---------- STORED ROWS ----------

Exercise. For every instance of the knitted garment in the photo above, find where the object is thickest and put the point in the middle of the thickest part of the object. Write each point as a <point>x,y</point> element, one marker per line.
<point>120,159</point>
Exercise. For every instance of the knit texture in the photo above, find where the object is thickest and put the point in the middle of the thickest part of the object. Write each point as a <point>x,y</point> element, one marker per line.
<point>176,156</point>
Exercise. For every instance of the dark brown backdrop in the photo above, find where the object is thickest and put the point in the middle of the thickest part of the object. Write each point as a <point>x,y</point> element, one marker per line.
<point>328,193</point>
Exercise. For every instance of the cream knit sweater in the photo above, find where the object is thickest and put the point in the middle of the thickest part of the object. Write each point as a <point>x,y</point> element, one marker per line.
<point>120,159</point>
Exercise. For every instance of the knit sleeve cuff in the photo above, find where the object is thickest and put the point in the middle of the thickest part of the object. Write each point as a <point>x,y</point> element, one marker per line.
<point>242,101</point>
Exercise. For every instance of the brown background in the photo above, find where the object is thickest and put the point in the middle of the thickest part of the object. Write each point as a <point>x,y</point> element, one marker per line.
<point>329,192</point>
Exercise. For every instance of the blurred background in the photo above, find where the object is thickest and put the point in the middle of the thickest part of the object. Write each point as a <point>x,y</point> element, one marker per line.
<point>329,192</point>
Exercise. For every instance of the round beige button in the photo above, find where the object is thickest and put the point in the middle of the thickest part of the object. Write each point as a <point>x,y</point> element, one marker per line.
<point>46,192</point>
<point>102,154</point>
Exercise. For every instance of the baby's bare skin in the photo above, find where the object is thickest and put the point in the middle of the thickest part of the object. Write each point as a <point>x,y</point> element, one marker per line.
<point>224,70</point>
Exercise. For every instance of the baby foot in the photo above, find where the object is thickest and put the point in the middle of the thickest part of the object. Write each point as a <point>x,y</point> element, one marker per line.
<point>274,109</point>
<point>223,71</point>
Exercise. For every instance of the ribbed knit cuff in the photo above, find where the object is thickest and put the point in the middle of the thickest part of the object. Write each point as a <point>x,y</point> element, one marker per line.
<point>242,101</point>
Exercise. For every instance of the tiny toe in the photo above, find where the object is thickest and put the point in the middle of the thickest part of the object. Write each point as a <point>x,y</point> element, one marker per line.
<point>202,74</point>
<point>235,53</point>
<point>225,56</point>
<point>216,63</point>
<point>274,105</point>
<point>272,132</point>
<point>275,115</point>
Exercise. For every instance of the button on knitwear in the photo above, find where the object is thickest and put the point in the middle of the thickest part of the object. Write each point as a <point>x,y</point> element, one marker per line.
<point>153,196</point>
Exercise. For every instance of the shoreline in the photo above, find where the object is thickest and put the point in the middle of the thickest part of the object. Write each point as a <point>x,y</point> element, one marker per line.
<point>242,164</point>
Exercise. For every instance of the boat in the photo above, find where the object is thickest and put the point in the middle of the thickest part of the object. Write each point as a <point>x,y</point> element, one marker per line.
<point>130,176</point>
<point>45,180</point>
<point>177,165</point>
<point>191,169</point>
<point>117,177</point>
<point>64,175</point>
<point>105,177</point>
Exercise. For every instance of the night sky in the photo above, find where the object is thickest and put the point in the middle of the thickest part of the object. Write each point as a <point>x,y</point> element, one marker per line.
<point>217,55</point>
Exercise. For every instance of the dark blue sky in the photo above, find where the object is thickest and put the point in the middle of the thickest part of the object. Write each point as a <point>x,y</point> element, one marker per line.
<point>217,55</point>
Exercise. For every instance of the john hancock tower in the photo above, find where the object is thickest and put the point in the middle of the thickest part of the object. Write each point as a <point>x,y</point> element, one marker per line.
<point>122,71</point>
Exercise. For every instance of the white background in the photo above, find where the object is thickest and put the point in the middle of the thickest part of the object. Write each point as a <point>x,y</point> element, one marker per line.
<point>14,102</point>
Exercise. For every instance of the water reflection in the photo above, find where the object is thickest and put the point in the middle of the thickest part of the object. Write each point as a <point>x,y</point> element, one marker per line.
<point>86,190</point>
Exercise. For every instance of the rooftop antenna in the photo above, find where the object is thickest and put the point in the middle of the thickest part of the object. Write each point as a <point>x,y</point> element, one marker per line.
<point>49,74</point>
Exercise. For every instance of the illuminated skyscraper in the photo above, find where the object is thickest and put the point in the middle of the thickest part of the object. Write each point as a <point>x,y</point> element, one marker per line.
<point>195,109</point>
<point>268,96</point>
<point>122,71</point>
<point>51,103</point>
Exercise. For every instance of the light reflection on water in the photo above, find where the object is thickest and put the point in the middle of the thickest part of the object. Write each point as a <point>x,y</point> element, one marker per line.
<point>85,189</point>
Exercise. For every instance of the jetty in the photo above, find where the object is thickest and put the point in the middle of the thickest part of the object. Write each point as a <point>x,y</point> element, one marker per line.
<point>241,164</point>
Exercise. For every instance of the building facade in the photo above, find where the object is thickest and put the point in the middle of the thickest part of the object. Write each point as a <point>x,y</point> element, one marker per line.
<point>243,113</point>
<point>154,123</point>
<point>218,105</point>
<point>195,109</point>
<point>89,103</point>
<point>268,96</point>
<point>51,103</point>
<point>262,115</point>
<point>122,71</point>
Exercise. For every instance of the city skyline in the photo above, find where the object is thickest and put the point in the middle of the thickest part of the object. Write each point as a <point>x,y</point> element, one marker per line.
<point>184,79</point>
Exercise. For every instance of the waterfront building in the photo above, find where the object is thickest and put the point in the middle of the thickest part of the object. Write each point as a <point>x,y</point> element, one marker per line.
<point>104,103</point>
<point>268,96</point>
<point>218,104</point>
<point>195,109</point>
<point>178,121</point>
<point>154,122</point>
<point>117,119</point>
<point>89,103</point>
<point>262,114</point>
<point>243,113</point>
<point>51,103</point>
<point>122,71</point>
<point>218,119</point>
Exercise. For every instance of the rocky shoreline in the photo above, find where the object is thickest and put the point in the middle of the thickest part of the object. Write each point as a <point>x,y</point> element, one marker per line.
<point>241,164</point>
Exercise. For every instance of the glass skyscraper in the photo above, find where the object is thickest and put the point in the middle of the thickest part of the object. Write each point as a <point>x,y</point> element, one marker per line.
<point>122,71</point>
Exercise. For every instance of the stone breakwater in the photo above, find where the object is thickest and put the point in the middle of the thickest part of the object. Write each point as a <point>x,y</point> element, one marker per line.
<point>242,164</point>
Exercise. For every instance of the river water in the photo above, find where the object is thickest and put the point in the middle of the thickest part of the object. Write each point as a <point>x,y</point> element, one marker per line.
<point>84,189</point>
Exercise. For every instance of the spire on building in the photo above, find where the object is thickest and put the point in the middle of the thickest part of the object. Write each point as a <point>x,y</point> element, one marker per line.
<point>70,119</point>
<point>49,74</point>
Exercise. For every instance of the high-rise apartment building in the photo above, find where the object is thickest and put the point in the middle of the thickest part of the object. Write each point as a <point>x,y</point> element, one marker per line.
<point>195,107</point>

----------

Using the data above, output each line exactly.

▶ **THE COMPLETED TASK**:
Exercise. For every instance of the knitted garment in the photo above, find where the object is thickest and put the point in the middle of the thickest part of the object. Write each point as a <point>x,y</point> element, one marker per line.
<point>120,159</point>
Exercise. For every instance of the knit texture in the photo above, find where the object is thickest and put the point in the middle of the thickest part of the object. Write each point as a <point>x,y</point> element, one marker per line.
<point>176,156</point>
Exercise. For every instance of the dark brown backdrop in the photo above, find where the object is thickest and put the point in the middle of the thickest part of the object. Write each point as a <point>x,y</point> element, one marker per line.
<point>328,193</point>
Exercise. For every instance of the cream knit sweater in the photo above, find where the object is thickest and put the point in the middle of the thickest part of the object. Write each point as a <point>x,y</point> element, one marker per line.
<point>120,159</point>
Exercise. For every instance of the knit sleeve cuff in the photo above, find where the object is thickest and put the point in the middle of the thickest part of the object. Write each point as a <point>x,y</point> element, one marker per line.
<point>242,101</point>
Exercise. For every instance of the brown background in the photo above, find where the object is thickest and put the point in the middle of the thickest part of the object. Write each point as a <point>x,y</point> element, one marker per line.
<point>329,192</point>
Exercise. For every instance of the blurred background in the photo above, find where the object is thickest and put the point in the middle of the thickest part of the object. Write each point as a <point>x,y</point> element, one marker per line.
<point>329,192</point>
Exercise. For every instance of the round beige button in the photo above, find where the object is thickest and put the point in the middle of the thickest part of the object. Write each point as a <point>x,y</point> element, one marker per line.
<point>46,192</point>
<point>102,154</point>
Exercise. For every instance of the baby's bare skin in the photo above, find where the object is thickest and put the point in the middle of the thickest part of the object. Write each point as a <point>x,y</point> element, one marker per line.
<point>224,70</point>
Exercise. For every instance of the baby foot in the photo above, find where the object is thickest and put the point in the middle of the thickest part of the object. Write each point as a <point>x,y</point> element, one marker per line.
<point>274,109</point>
<point>223,71</point>
Exercise. For every instance of the ribbed knit cuff in the photo above, find where the object is thickest and put the point in the middle of the thickest part of the object. Write each point as a <point>x,y</point> element, one marker per line.
<point>242,101</point>
Exercise. For every instance of the tiny toe in the photo above, find where the object is thickest and put the point in the middle of the thickest part of the object. Write each point as a <point>x,y</point> element, one marker per line.
<point>202,74</point>
<point>235,53</point>
<point>225,56</point>
<point>216,63</point>
<point>274,105</point>
<point>272,132</point>
<point>275,115</point>
Exercise. For every instance of the button on knitwear in the photo above, find where the object is thickest and put the point in the middle of the thickest part of the object. Write each point as a <point>x,y</point> element, one marker per line.
<point>153,196</point>
Exercise. For every instance of the shoreline in the photo above, find where the object is thickest and put the point in the middle of the thickest part of the object. Write each point as a <point>x,y</point> element, one marker per line.
<point>242,164</point>
Exercise. For every instance of the boat in the photo above, find where the object is thickest and put the point in the middle of the thickest part of the object. Write each point as a <point>x,y</point> element, one marker per line.
<point>130,176</point>
<point>45,180</point>
<point>177,165</point>
<point>191,169</point>
<point>117,177</point>
<point>64,175</point>
<point>105,177</point>
Exercise. For every instance of the night sky in the photo above, find where the object is thickest and put the point in the middle of the thickest part of the object. Write each point as a <point>x,y</point> element, one marker per line.
<point>217,55</point>
Exercise. For every instance of the dark blue sky in the photo above, find where the object is thickest and put the point in the middle of the thickest part of the object. Write each point as a <point>x,y</point> element, one marker per line.
<point>217,55</point>
Exercise. For every instance of the john hancock tower in the photo above, find where the object is thickest and put the point in the middle of the thickest part of the object. Write each point as a <point>x,y</point> element, one marker per line.
<point>122,71</point>
Exercise. For every instance of the white background in the photo above, find where the object is thickest and put the point in the middle of the thickest part of the object. Write each point as a <point>x,y</point> element, one marker per line.
<point>14,102</point>
Exercise. For every instance of the water reflection in the photo above, find where the object is thickest and put the point in the middle of the thickest part of the object. Write each point as a <point>x,y</point> element, one marker per line.
<point>86,190</point>
Exercise. For every instance of the rooftop antenna in the photo above, find where the object is thickest and put the point in the middle of the thickest part of the object. Write each point as a <point>x,y</point> element, one marker per line.
<point>49,74</point>
Exercise. For every instance of the illuminated skyscraper in the photo above, find where the object is thickest and put the point in the middle of the thickest part of the object. Write each point as a <point>x,y</point> element, one marker per line.
<point>195,109</point>
<point>268,96</point>
<point>122,71</point>
<point>51,103</point>
Exercise. For every instance of the light reflection on water in the photo above, find where the object is thickest and put the point in the middle of the thickest part of the object. Write each point as a <point>x,y</point> element, one marker per line.
<point>85,189</point>
Exercise. For every instance of the jetty in the photo above, find where the object is thickest and put the point in the middle of the thickest part of the object. Write each point as a <point>x,y</point> element, one marker per line.
<point>241,164</point>
Exercise. For every instance of the building facade in the photo above, find where the object is thickest and put the point in the middle of the thickest part of the object. Write each point as a <point>x,y</point> element, one marker per line.
<point>243,113</point>
<point>154,123</point>
<point>218,105</point>
<point>195,109</point>
<point>89,103</point>
<point>268,96</point>
<point>51,103</point>
<point>262,115</point>
<point>122,71</point>
Exercise. For every instance of the city skyline in the photo above, find where the object is thickest and put the point in the middle of the thickest part of the object. Write each point as a <point>x,y</point> element, one marker per line.
<point>184,79</point>
Exercise. For every instance of the waterfront building in the photo above, find where the object is thickest and put the point in the middle of the thickest part of the object. Write each point as a <point>x,y</point> element, one marker per line.
<point>104,103</point>
<point>268,96</point>
<point>218,104</point>
<point>195,109</point>
<point>178,121</point>
<point>154,122</point>
<point>117,119</point>
<point>89,103</point>
<point>262,114</point>
<point>243,113</point>
<point>51,103</point>
<point>122,71</point>
<point>218,119</point>
Exercise. For every instance of the rocky shoreline in the photo above, find where the object is thickest and put the point in the middle of the thickest part of the object. Write each point as a <point>x,y</point> element, one marker per line.
<point>241,164</point>
Exercise. For every instance of the glass skyscraper in the photo above, find where the object is thickest and put the point in the middle of the thickest part of the object. Write each point as a <point>x,y</point> element, one marker per line.
<point>122,71</point>
Exercise. For every instance of the stone breakwater in the photo above, find where the object is thickest and put the point in the middle of the thickest part of the object. Write each point as a <point>x,y</point> element, one marker per line.
<point>242,164</point>
Exercise. For every instance of the river water in the photo above, find where the object is thickest and put the point in the middle of the thickest part of the object. Write each point as a <point>x,y</point> element, one marker per line.
<point>84,189</point>
Exercise. For every instance of the spire on building in the photo above, find where the object is thickest and put the point in the middle of the thickest part of the object. Write each point as a <point>x,y</point> element, one marker per line.
<point>70,119</point>
<point>49,74</point>
Exercise. For every instance of the high-rise apartment building in the photo above, find where the object is thickest and put the point in the middle of the thickest part of the object. Write each point as a <point>x,y</point> element, one marker per line.
<point>195,107</point>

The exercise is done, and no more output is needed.